ZU ERLEDIGENDE AUFGABEN:
1. Nennen Sie sämtliche Prozentwerte, die im Seitenauszug vorkommen.
2. Bearbeiten Sie den Seitenauszug, indem Sie den Abschnitt zwischen "Denn das Wahlergebnis" und "Kuhnschen Wahlsieges verkünden." einschließlich wiedergeben und darin "Volksabstimmung" durch "Abstimmung" ersetzen.

Denn das Wahlergebnis täuscht. Addiert man nämlich die 36,5 Prozent von Fritz Kuhn mit den 10,4 und 1,1 Prozent der Widerstandskandidaten Hannes Rockenbauch und Jens Loewe, dann kommt man nur knapp über jene 47,1 Prozent, die die S21-Gegner bei der Volksabstimmung in Stuttgart erreicht hatten. Das heißt: Selbst wenn Kuhn all diese Stimmen bekäme, wäre sein Potential schon ziemlich ausgeschöpft - und läge damit weit unter jenen 52,9 Prozent, die sich damals gegen einen Ausstieg des Landes bei der S21-Finanzierung aussprachen. Das aber ist das Potential des Stefan Turner. Darauf spekuliert er und darauf dürften diejenigen spekulieren, die in den Medien so auffällig einstimmig die Wahrscheinlichkeit eines Kuhnschen Wahlsieges verkünden.

AUFGEFÜHRTE DATENSÄTZE:

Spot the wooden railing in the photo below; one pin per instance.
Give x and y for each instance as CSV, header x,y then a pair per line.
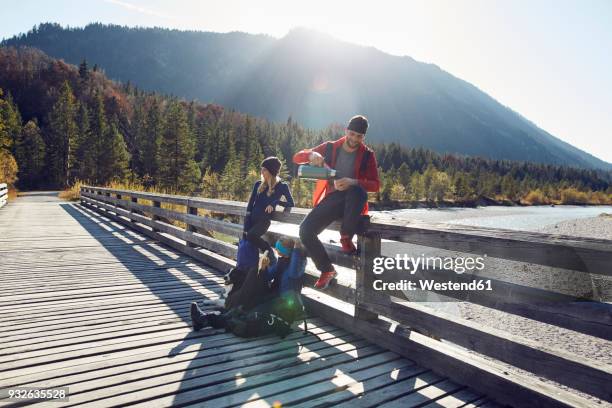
x,y
589,313
3,194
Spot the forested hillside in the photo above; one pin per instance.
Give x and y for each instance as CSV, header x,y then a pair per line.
x,y
60,123
317,80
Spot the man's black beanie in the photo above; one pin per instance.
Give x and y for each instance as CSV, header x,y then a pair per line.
x,y
358,124
272,164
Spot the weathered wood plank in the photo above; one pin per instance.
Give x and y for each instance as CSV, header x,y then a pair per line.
x,y
559,365
463,368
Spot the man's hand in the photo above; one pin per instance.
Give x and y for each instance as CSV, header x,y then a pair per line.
x,y
344,183
315,159
264,262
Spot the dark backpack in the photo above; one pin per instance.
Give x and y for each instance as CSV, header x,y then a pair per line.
x,y
259,321
277,314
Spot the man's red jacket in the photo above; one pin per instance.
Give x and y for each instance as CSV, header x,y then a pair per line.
x,y
368,179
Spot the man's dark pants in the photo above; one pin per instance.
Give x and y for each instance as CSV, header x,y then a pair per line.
x,y
340,205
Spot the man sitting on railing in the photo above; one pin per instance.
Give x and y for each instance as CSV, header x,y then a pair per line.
x,y
343,199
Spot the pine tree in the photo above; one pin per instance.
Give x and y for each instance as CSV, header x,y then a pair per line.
x,y
117,164
177,170
93,153
10,117
151,141
83,70
62,132
30,154
83,143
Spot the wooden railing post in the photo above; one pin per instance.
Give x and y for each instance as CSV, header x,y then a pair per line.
x,y
364,276
133,211
156,204
191,228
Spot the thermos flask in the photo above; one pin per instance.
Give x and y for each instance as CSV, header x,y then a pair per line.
x,y
306,171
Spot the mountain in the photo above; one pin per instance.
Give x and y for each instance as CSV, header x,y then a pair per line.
x,y
315,79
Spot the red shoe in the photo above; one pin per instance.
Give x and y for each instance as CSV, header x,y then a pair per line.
x,y
325,279
347,245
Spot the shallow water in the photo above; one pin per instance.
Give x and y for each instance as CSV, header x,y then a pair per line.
x,y
517,218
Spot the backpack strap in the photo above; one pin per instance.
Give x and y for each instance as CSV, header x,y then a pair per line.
x,y
364,160
329,152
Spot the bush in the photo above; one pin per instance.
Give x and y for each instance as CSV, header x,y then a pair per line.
x,y
573,196
73,193
536,197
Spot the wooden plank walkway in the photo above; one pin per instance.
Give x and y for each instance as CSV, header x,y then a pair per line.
x,y
88,304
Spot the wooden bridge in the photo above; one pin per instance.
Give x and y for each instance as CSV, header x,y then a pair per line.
x,y
95,298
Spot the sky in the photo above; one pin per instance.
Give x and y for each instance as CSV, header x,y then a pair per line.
x,y
549,60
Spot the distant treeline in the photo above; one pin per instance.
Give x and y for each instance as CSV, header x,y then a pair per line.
x,y
60,123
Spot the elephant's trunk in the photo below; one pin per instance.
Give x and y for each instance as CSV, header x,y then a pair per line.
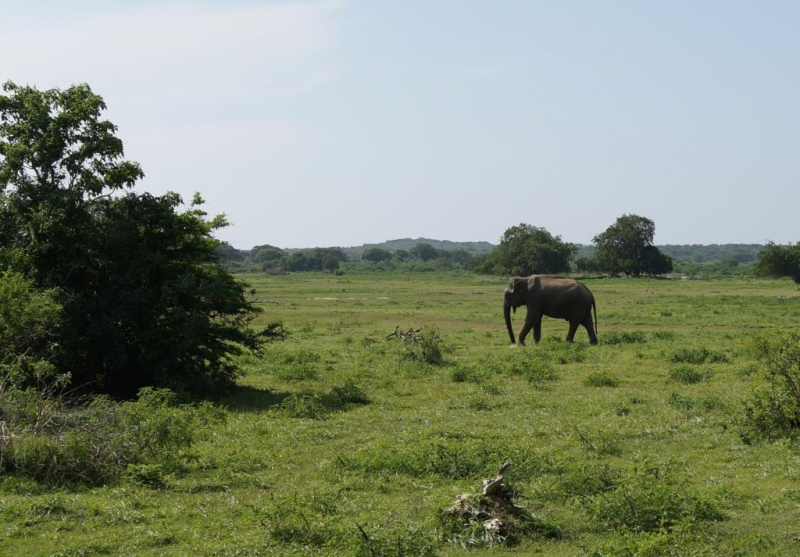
x,y
507,315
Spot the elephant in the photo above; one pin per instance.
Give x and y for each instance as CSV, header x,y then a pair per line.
x,y
553,296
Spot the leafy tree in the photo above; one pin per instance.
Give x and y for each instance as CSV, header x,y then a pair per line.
x,y
266,256
526,250
30,320
327,259
627,247
401,256
376,255
779,261
425,252
144,298
297,261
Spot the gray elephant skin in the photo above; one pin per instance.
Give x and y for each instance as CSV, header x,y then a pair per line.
x,y
551,296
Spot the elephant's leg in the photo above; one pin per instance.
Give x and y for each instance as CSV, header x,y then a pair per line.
x,y
526,328
537,329
573,326
587,323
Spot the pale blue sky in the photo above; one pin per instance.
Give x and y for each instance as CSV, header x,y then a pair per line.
x,y
340,122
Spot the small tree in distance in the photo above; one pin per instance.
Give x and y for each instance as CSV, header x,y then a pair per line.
x,y
375,255
779,261
627,247
527,250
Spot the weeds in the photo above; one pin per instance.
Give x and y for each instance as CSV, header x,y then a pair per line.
x,y
773,411
623,337
601,379
60,442
688,375
698,356
651,500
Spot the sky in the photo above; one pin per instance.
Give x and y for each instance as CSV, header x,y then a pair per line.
x,y
343,122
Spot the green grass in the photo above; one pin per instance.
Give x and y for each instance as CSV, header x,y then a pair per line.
x,y
338,442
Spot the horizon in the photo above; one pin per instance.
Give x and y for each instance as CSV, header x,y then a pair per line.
x,y
423,240
344,121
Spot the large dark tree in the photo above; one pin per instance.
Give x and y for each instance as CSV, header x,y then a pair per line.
x,y
527,250
627,247
144,298
779,261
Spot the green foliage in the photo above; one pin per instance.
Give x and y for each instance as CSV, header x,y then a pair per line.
x,y
627,247
697,356
688,375
142,291
350,393
779,261
650,500
601,379
427,347
305,406
623,337
95,441
526,250
375,255
30,321
773,411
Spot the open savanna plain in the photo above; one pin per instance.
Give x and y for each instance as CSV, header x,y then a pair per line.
x,y
337,441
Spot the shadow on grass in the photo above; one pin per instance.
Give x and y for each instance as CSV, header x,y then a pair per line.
x,y
249,399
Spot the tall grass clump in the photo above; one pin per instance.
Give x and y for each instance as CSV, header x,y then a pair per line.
x,y
58,440
688,375
698,356
651,500
623,337
425,346
773,411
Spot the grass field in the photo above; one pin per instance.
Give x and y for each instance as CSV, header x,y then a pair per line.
x,y
337,441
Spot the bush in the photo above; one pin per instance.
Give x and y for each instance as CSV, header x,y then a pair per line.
x,y
623,337
426,347
350,393
305,406
652,500
688,375
697,356
773,411
540,370
95,441
601,379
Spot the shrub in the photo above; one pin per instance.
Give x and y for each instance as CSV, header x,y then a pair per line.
x,y
697,356
426,347
540,370
601,443
623,337
350,393
464,374
601,379
304,406
652,500
773,411
688,375
406,542
562,352
94,441
590,480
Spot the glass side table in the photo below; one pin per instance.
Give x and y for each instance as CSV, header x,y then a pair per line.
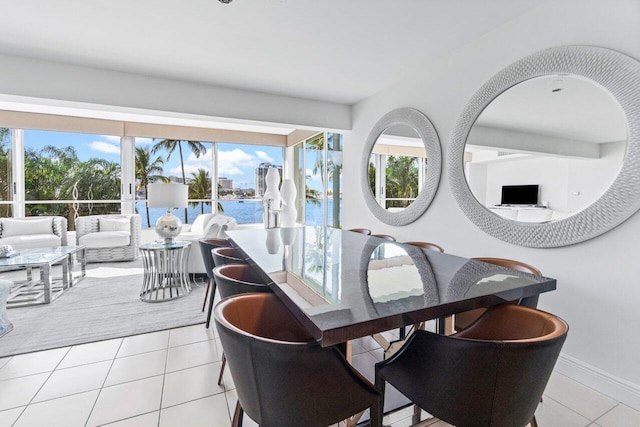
x,y
165,271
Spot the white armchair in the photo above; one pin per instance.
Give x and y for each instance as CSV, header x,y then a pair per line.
x,y
204,226
109,237
33,232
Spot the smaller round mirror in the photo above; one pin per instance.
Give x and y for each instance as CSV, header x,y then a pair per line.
x,y
401,166
397,167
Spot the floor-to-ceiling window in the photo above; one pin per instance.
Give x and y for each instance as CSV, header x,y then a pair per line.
x,y
171,160
317,172
241,169
71,174
6,180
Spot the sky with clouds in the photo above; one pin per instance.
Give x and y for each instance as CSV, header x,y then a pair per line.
x,y
236,161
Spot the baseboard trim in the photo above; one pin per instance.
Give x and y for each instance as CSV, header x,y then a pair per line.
x,y
617,388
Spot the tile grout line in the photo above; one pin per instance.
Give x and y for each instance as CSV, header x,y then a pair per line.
x,y
40,388
606,412
113,360
164,377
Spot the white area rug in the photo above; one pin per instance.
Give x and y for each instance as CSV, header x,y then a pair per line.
x,y
104,305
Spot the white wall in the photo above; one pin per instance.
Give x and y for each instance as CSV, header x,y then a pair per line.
x,y
23,77
598,287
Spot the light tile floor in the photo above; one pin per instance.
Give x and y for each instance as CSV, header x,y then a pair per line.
x,y
168,379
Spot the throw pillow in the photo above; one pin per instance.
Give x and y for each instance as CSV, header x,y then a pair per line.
x,y
20,227
198,224
114,224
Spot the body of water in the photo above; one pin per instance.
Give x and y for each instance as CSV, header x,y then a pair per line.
x,y
244,212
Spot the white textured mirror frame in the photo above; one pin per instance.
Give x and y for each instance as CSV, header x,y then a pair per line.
x,y
617,73
427,133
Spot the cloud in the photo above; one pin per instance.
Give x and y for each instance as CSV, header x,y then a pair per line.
x,y
264,156
111,138
313,181
104,147
188,170
232,163
143,141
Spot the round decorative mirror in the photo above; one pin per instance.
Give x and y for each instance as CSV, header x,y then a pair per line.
x,y
401,166
544,154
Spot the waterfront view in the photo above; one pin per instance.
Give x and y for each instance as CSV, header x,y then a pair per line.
x,y
247,211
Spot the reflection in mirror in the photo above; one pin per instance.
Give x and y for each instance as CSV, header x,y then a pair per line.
x,y
397,167
392,274
546,148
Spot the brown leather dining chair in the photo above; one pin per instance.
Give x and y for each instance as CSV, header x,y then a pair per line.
x,y
385,237
206,245
221,255
466,318
234,279
361,230
426,245
491,374
283,377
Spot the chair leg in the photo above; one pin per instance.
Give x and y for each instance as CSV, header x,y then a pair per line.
x,y
206,294
224,362
237,416
212,296
375,414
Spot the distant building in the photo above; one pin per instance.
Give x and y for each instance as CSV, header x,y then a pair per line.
x,y
261,174
225,183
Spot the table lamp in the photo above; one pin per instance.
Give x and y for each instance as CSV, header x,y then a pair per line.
x,y
170,196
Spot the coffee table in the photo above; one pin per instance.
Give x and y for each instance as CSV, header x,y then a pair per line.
x,y
47,288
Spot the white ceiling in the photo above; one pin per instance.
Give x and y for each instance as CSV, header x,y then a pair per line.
x,y
562,106
341,51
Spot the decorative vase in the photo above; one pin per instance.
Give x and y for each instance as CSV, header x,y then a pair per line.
x,y
271,200
273,241
289,214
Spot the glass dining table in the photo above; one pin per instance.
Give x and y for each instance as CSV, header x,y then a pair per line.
x,y
343,285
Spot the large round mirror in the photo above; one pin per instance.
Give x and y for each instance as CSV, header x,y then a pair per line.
x,y
546,148
401,166
545,152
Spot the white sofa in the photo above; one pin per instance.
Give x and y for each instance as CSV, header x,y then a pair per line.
x,y
109,237
204,226
33,232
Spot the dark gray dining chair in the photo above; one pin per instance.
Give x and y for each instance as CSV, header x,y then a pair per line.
x,y
491,374
283,377
466,318
234,279
206,245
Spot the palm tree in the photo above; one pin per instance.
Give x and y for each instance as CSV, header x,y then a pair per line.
x,y
170,145
5,171
148,170
200,188
402,179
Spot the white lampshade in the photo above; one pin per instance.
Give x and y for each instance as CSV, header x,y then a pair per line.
x,y
167,195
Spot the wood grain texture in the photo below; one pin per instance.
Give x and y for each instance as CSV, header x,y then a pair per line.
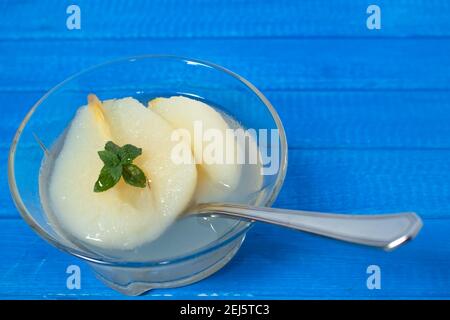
x,y
366,115
223,19
271,64
272,263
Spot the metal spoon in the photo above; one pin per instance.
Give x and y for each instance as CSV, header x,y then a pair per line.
x,y
387,231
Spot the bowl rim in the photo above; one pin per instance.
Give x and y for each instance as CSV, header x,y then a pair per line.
x,y
237,230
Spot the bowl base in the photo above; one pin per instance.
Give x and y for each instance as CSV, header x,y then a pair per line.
x,y
138,284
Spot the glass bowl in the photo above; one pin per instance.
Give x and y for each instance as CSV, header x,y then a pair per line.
x,y
141,77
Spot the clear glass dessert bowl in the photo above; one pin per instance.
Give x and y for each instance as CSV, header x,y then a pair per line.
x,y
142,77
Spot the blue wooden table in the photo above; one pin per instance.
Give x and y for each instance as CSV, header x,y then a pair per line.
x,y
367,115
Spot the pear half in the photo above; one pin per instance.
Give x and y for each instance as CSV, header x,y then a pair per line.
x,y
124,216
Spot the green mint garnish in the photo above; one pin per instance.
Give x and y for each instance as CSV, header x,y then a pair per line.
x,y
118,163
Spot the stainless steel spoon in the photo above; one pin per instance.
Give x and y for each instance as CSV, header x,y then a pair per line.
x,y
387,231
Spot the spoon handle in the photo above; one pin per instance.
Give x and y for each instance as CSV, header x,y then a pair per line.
x,y
386,231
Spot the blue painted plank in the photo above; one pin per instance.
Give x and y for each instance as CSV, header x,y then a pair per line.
x,y
271,64
272,263
318,120
200,19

ANTWORTEN ZU AUFGABEN:
1. 36,5 Prozent, 10,4 Prozent, 1,1 Prozent, 47,1 Prozent, 52,9 Prozent

2.
Denn das Wahlergebnis täuscht. Addiert man nämlich die 36,5 Prozent von Fritz Kuhn mit den 10,4 und 1,1 Prozent der Widerstandskandidaten Hannes Rockenbauch und Jens Loewe, dann kommt man nur knapp über jene 47,1 Prozent, die die S21-Gegner bei der Abstimmung in Stuttgart erreicht hatten. Das heißt: Selbst wenn Kuhn all diese Stimmen bekäme, wäre sein Potential schon ziemlich ausgeschöpft - und läge damit weit unter jenen 52,9 Prozent, die sich damals gegen einen Ausstieg des Landes bei der S21-Finanzierung aussprachen. Das aber ist das Potential des Stefan Turner. Darauf spekuliert er und darauf dürften diejenigen spekulieren, die in den Medien so auffällig einstimmig die Wahrscheinlichkeit eines Kuhnschen Wahlsieges verkünden.